● BRIEF: Please go line by line through the material and copy each one containing the word "below".
++++++++++++++++++++
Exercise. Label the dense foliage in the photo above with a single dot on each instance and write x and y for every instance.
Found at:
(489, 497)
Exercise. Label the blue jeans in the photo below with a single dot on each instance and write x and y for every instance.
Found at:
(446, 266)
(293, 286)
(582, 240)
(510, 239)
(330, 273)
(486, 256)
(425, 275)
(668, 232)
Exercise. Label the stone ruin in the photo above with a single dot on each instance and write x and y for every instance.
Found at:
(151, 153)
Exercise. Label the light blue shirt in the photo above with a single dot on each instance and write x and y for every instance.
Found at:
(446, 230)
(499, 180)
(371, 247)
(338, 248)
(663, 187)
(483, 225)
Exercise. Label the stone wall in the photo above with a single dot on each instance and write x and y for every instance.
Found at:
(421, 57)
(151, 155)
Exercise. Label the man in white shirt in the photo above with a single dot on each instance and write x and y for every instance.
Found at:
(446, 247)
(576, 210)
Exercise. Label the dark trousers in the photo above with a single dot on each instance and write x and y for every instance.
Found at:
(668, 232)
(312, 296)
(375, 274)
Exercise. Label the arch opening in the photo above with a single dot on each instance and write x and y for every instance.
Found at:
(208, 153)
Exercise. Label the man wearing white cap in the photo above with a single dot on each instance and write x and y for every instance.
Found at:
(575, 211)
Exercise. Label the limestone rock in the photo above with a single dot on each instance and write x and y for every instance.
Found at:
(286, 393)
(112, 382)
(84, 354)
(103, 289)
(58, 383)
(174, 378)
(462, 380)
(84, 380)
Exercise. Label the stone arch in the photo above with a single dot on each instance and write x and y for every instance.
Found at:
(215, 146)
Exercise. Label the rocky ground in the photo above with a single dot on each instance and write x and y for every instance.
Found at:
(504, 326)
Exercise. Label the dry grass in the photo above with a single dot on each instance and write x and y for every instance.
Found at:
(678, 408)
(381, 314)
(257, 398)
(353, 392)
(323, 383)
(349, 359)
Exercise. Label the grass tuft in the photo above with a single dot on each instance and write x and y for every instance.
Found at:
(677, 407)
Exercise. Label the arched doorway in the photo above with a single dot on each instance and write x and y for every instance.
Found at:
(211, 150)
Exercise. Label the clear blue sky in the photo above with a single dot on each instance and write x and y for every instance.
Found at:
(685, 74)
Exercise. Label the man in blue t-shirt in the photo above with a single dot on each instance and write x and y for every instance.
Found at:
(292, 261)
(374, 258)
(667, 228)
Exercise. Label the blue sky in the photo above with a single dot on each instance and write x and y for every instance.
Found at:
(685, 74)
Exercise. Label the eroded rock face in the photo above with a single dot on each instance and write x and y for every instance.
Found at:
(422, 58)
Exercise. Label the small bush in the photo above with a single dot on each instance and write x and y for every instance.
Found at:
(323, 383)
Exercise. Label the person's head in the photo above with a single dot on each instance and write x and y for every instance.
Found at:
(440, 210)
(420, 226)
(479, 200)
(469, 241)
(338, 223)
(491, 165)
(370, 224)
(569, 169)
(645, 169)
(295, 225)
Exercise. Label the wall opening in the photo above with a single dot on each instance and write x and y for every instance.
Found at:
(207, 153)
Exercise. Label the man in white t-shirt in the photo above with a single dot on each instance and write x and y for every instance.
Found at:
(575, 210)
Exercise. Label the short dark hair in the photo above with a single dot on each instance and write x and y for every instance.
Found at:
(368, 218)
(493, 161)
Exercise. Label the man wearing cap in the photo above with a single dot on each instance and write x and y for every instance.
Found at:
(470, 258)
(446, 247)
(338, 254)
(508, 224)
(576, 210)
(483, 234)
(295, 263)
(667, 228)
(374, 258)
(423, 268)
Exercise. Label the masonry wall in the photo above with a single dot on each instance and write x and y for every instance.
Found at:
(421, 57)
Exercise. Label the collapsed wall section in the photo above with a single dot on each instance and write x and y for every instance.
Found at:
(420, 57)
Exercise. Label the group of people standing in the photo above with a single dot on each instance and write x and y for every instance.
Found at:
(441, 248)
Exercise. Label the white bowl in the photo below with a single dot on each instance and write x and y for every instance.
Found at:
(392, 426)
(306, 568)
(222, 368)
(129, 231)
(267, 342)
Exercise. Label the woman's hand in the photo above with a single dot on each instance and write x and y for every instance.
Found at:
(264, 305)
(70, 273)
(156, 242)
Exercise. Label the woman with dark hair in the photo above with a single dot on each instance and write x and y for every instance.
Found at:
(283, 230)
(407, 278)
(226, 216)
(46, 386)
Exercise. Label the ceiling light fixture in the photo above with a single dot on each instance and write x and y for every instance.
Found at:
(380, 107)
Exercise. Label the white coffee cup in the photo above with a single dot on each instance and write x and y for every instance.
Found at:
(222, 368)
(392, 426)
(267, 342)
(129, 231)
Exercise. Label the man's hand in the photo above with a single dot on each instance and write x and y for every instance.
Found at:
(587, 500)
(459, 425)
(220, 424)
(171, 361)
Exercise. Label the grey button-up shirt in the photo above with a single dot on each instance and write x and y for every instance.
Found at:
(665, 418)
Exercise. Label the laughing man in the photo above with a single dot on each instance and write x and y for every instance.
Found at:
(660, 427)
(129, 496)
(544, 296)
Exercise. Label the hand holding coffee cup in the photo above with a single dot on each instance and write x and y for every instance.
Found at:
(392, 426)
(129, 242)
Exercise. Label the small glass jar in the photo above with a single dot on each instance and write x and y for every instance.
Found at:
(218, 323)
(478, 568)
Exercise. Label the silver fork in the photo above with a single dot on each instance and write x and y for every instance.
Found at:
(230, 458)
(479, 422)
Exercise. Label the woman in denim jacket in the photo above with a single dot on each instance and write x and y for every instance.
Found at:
++++++++++++++++++++
● EXERCISE RESULT:
Exercise. Label the blue jeans in the photo below with a single dot on each instance and write x and y for every instance.
Exercise. Label the white bowl in the photo below with a single dot on each instance and write x and y for every instance.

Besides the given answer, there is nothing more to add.